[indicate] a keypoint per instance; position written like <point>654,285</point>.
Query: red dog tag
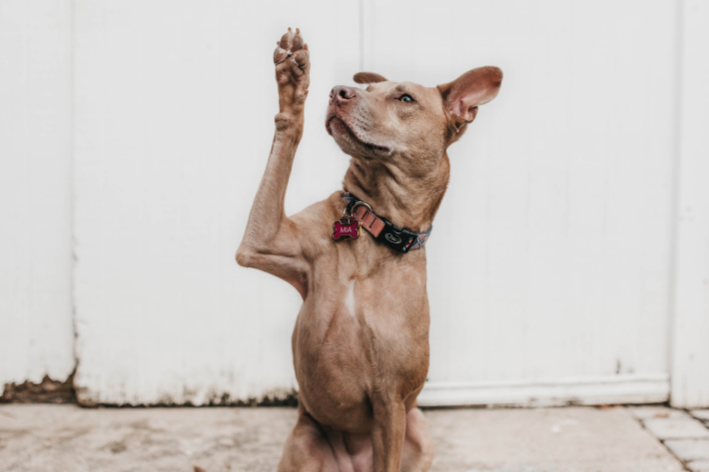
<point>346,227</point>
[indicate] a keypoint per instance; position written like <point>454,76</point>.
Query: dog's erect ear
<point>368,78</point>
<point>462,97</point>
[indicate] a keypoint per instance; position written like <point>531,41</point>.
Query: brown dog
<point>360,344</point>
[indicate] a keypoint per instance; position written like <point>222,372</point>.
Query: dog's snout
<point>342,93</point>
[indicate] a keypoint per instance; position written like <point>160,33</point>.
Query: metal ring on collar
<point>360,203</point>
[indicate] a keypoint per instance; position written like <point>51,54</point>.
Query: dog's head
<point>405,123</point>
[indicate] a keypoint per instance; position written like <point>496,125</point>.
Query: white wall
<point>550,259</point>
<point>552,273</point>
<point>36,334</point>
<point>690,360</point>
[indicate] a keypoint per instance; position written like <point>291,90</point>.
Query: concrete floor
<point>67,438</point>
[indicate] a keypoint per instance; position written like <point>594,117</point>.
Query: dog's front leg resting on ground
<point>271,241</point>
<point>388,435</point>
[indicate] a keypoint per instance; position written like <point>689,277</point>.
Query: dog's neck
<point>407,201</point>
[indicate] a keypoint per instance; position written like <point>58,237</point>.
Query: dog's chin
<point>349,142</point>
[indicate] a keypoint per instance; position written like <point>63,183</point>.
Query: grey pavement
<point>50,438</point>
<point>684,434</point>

————————

Rescale the entries between the line holding "written like <point>291,90</point>." and the end of the entries, inclusive, by writing out every line again, requests included. Multiply each point coordinate in the answers by 1.95 and round to whole numbers, with halves rounded up.

[indicate] a keypoint per instance; position written like <point>291,90</point>.
Query: concrete floor
<point>131,854</point>
[indicate] a keypoint per instance; position written like <point>594,117</point>.
Query: dog's front leg resting on ground
<point>528,470</point>
<point>757,848</point>
[indicate] a keypoint per instance; position written like <point>689,277</point>.
Query: dog's neck
<point>794,392</point>
[indicate] a keypoint per instance; position written like <point>58,237</point>.
Query: dog's chin
<point>681,277</point>
[indicate] a keypoint per instance; position written like <point>63,183</point>.
Query: grey pavement
<point>98,854</point>
<point>1334,846</point>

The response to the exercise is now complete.